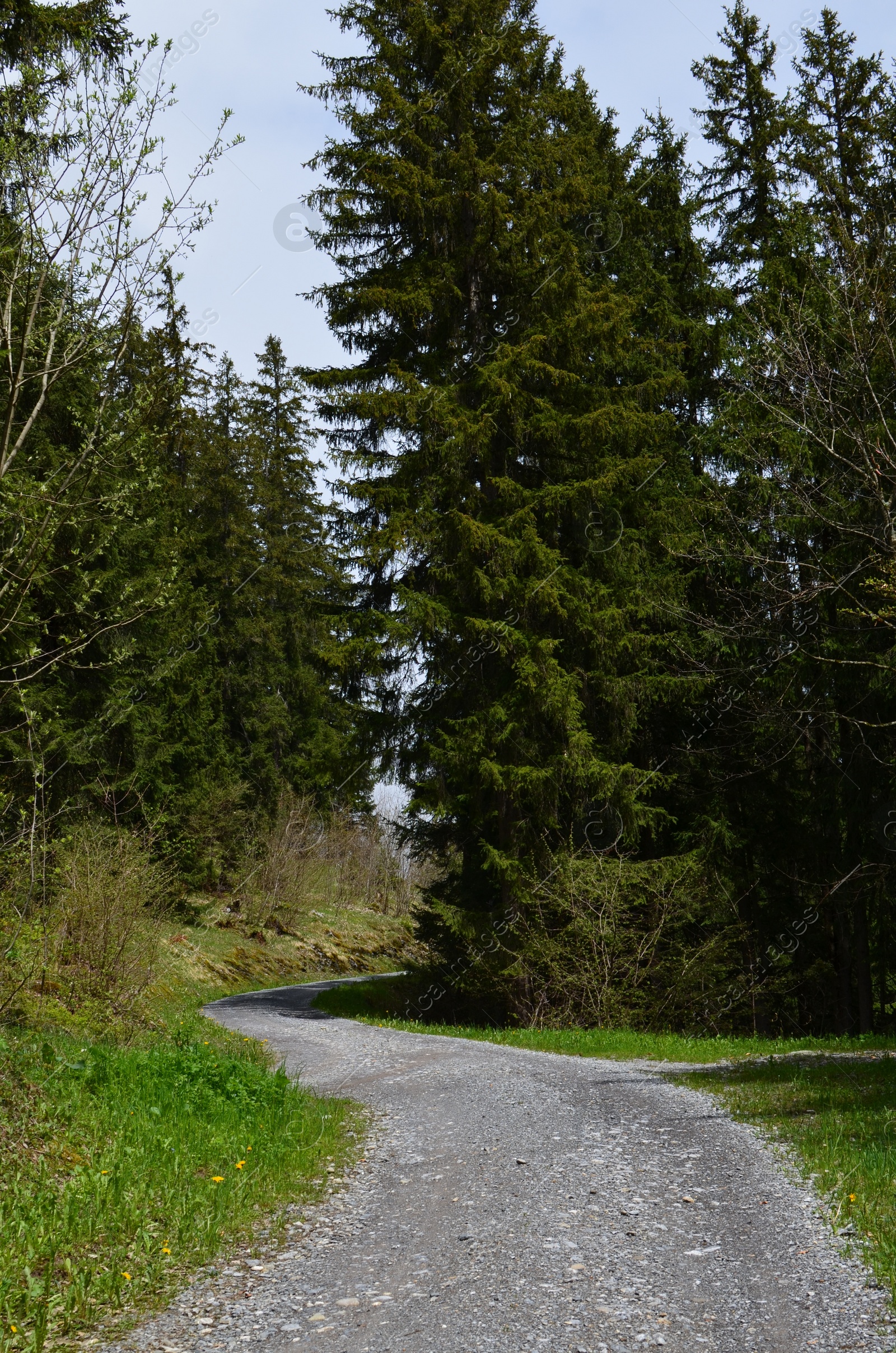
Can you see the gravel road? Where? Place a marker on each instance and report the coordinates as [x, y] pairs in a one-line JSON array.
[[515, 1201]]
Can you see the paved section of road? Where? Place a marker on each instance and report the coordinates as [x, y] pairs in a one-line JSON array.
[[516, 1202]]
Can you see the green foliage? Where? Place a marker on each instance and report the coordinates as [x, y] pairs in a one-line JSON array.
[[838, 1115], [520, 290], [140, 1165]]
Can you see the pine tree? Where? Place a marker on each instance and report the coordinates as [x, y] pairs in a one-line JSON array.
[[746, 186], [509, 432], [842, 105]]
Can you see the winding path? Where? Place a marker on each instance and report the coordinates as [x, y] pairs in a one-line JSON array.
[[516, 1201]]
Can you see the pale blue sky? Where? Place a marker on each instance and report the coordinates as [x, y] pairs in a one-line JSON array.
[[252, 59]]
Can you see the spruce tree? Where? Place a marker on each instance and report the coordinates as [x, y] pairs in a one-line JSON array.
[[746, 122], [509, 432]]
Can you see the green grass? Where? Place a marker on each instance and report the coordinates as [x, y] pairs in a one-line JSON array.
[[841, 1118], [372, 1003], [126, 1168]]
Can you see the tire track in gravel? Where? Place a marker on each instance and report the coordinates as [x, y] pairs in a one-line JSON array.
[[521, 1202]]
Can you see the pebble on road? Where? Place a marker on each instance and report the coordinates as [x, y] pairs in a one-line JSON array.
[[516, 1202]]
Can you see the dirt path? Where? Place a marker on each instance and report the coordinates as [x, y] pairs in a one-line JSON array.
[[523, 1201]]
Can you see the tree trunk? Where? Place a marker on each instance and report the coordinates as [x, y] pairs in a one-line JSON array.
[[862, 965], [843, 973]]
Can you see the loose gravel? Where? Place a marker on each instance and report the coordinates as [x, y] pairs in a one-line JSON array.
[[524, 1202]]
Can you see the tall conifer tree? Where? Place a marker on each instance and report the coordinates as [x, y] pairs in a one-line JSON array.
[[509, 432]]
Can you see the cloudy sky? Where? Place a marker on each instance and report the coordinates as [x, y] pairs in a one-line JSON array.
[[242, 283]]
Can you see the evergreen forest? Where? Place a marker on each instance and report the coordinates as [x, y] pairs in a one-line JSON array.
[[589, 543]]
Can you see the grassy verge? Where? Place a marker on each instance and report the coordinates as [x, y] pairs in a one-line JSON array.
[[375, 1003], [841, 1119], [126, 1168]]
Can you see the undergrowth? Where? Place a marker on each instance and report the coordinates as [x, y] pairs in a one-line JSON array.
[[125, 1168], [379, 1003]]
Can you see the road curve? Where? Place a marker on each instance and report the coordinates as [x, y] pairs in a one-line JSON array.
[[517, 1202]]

────────

EXERCISE GOAL: Output the listing above in full, exactly. No images.

RESULT OF THIS TASK:
Can you see the gravel road? Where? Place a marker on each instance and report the coordinates as [x, y] pairs in a one-line JSON array.
[[515, 1201]]
Can you see the paved section of road? Where? Place a marker on each instance and report the coordinates as [x, y] pairs in a one-line JSON array.
[[516, 1202]]
Can you see the green foliage? Where? Place a marker on each instance and report the coordinates as [x, y] pairs in a one-line JSON array.
[[838, 1115], [520, 290], [140, 1165]]
Can you see the pine tree? Where? Place a marker on each instance and report the coordinates as [x, y] pairs in a one-line JSON array.
[[746, 186], [509, 432], [842, 105]]
Can you see the winding path? Where? Place a marker on each instance and report the coordinates as [x, y] pairs in a one-line JSON array.
[[516, 1201]]
Can you see the pale blue sky? Where? Place a marker on each instance and report the coordinates as [x, y] pairs in a one-line JSON array.
[[252, 59]]
Can you see the spruce tree? Where? Place a marker on each instance and report the coordinates as [x, y] pairs in a one-line JSON array.
[[746, 122], [509, 432]]
Can you see the green grass? Where? Place a marker on each instance and report the coordinates as [x, y] pairs in a one-line JSON array.
[[841, 1118], [372, 1003], [126, 1168]]
Can you see the tire track in gravel? Where? Place a marker on each instance and report the coordinates as [x, y] pairs in a one-line JSON array.
[[521, 1202]]
Can you see the pebble on road? Where? Place a marker on each instance and report the coordinates as [x, y] pairs in a one-line JSON array.
[[516, 1202]]
Can you see the dirt path? Where? Place a marker on each instance and report the coordinates as [x, y] pairs in a one-line JSON array.
[[523, 1201]]
Can you see the tree trunk? Where? Place a marker on each instance and report the coordinates as [x, y] pairs in a one-line JSON array.
[[862, 965], [843, 973]]
Can you see the loose gravel? Where? Place a marker on each instance and report the coordinates as [x, y] pairs in a one-line JSON array.
[[524, 1202]]
Can you see the tall conifer tree? Where? Place a marker on each instance and report the coordinates as [x, y] pairs in a one-line JSON array.
[[509, 432]]
Can you see the cloudy sky? Where? Place a marker on each instance and report the coordinates as [x, y] pairs in a one-line JSON array.
[[242, 283]]
Can you see the evergreen forest? Where? Place a marker on each instance and report the coordinates as [x, y] pairs in a one-line JSON array.
[[589, 543]]
Can you see the grassy verge? Where? Place a marker on each instance and report the coordinates as [x, y] pairs in a one-line JSON array.
[[375, 1003], [841, 1119], [126, 1168]]
Can you see the undergrowth? Where? Place a marker on each instance and report the coordinates as [x, y] pairs in a one-line JSON array.
[[125, 1168], [379, 1003]]
Can you see the road curve? Where? Place a marker on each instance and report the coordinates as [x, y] pairs in a one-line JSON array.
[[517, 1202]]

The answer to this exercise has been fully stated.